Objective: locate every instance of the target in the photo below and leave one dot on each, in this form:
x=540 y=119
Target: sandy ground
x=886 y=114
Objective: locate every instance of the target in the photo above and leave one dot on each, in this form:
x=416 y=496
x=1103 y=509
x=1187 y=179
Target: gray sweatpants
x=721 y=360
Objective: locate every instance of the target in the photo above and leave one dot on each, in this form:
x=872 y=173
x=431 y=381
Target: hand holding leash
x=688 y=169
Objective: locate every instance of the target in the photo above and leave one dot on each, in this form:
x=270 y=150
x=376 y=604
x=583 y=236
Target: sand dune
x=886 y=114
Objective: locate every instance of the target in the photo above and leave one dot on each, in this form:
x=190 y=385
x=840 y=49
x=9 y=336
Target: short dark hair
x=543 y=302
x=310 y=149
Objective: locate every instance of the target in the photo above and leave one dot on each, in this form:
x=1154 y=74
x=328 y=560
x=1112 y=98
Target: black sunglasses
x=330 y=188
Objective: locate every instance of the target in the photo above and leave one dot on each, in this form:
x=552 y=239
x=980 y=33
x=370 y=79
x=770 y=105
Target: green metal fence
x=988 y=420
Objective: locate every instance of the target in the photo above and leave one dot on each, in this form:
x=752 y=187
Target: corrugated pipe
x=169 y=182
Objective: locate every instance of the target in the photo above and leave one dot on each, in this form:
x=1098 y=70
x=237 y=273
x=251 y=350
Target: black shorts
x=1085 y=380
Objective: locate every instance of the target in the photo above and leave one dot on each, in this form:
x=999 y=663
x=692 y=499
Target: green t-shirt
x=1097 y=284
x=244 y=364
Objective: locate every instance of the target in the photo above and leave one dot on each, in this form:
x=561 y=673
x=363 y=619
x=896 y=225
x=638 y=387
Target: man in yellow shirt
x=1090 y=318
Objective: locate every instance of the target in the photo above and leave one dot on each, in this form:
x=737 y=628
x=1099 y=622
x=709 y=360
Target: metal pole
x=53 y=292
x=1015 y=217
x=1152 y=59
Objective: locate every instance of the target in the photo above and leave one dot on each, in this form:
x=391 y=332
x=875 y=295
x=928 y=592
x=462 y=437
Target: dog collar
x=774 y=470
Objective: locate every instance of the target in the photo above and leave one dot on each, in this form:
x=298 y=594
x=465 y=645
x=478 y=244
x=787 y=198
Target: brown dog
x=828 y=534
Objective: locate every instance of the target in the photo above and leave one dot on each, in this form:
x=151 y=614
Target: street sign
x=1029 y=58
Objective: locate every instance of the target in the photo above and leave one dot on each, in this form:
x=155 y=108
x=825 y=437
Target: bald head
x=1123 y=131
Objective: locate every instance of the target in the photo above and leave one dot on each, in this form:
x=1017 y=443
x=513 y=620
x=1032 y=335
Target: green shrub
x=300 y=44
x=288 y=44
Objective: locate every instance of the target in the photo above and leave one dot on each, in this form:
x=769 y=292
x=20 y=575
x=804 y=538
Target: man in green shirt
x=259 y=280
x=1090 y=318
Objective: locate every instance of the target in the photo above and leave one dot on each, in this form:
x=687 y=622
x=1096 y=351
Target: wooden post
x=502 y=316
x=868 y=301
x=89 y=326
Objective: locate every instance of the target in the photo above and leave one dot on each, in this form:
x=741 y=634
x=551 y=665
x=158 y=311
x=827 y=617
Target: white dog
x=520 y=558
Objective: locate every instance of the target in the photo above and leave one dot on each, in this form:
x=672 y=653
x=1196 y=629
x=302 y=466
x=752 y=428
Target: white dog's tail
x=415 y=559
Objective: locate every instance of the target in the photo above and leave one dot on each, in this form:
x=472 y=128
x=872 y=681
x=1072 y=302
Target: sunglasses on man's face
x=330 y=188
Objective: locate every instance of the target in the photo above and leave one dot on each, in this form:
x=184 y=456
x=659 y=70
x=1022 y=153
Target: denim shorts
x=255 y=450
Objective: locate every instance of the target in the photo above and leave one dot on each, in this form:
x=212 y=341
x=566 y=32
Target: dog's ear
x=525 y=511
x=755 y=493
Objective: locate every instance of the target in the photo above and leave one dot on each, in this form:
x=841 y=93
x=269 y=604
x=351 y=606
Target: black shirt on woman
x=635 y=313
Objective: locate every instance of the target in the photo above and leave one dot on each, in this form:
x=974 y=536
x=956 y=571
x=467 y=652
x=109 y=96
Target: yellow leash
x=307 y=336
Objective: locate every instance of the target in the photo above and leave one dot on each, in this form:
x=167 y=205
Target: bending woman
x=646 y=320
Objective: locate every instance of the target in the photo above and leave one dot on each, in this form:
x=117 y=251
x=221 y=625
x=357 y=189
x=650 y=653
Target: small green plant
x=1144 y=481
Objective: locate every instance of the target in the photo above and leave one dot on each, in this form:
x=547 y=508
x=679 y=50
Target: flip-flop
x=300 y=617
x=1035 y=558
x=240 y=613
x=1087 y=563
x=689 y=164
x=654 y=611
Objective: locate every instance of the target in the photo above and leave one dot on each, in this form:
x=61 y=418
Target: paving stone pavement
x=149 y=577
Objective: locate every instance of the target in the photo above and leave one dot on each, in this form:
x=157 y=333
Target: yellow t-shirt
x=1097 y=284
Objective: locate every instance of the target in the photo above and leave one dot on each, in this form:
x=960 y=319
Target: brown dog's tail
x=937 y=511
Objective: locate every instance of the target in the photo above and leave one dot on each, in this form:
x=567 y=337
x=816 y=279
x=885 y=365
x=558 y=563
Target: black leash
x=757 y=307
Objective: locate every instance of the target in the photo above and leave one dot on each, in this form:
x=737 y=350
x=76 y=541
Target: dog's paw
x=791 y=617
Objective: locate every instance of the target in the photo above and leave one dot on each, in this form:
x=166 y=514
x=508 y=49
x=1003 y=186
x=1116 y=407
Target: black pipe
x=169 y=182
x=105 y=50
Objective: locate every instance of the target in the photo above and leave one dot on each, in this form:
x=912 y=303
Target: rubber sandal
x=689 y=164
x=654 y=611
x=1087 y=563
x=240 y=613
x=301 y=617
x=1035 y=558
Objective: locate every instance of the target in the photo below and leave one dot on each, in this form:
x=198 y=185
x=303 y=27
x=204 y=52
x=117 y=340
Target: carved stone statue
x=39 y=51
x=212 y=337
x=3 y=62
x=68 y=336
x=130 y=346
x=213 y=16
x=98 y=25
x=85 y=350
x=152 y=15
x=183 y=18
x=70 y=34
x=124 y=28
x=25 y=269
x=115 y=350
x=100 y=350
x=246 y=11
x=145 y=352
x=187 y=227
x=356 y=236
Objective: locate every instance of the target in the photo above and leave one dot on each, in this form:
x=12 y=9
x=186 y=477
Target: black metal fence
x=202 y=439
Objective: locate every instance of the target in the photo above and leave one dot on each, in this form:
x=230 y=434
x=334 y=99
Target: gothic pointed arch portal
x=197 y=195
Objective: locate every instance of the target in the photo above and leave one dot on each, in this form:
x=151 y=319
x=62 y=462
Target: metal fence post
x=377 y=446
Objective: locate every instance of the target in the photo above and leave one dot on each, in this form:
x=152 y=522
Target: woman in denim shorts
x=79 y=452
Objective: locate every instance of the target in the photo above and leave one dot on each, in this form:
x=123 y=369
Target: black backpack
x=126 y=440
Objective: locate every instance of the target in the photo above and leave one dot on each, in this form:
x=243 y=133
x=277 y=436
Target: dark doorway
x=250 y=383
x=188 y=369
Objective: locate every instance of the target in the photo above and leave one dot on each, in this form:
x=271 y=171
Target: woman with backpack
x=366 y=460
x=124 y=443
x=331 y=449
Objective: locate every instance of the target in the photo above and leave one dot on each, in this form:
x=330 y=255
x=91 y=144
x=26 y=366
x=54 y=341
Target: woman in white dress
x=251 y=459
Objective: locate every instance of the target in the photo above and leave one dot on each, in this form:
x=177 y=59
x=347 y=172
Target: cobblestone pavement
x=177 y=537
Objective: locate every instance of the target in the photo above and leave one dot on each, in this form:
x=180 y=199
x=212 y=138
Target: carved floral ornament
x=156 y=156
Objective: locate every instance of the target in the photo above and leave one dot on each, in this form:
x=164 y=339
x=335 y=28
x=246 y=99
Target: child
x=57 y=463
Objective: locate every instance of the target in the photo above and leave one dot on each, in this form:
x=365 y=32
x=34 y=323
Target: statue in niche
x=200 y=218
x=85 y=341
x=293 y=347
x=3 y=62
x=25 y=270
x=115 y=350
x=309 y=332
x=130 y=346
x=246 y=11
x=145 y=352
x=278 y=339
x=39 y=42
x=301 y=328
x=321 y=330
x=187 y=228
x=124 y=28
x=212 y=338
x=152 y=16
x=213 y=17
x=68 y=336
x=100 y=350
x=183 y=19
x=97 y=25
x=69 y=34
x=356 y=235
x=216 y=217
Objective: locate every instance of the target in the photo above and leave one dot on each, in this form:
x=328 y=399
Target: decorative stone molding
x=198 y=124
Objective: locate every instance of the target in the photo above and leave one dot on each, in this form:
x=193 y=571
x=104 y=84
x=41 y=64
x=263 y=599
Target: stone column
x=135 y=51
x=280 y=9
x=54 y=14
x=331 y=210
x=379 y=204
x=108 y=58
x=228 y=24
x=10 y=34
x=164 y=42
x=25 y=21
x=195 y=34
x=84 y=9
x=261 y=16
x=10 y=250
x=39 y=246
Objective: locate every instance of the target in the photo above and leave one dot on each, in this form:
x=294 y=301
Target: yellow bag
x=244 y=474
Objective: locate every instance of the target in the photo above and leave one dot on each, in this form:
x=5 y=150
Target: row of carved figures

What to produce >>
Nothing but the lines above from the one containing "x=770 y=105" through the one containing "x=391 y=332" should appear in the answer, each repeated exactly.

Answer for the task >>
x=770 y=105
Target: green metal fence
x=988 y=420
Objective: locate every instance of the target in the photo above and leave one dot on each, in this form:
x=752 y=187
Target: corrugated pipe
x=169 y=182
Objective: locate every instance of the target in the photo above and leave one dot on each, in this form:
x=1098 y=70
x=237 y=273
x=251 y=350
Target: black shorts
x=1085 y=380
Objective: locate every instance of the target in the photo above and leave one dot on each, in this form:
x=999 y=663
x=692 y=499
Target: green t-shirt
x=1097 y=284
x=244 y=364
Objective: locate every instance of the target in the photo above and leave one dot on each, in this form:
x=561 y=673
x=363 y=619
x=896 y=225
x=638 y=387
Target: man in yellow shirt
x=1090 y=318
Objective: locate every instance of the target in the photo above and leave one dot on each, in this form:
x=737 y=628
x=1099 y=622
x=709 y=360
Target: metal pole
x=53 y=292
x=1015 y=217
x=1152 y=59
Objective: locate every instance of the target in the photo above and leave one dot on each, in this form:
x=391 y=332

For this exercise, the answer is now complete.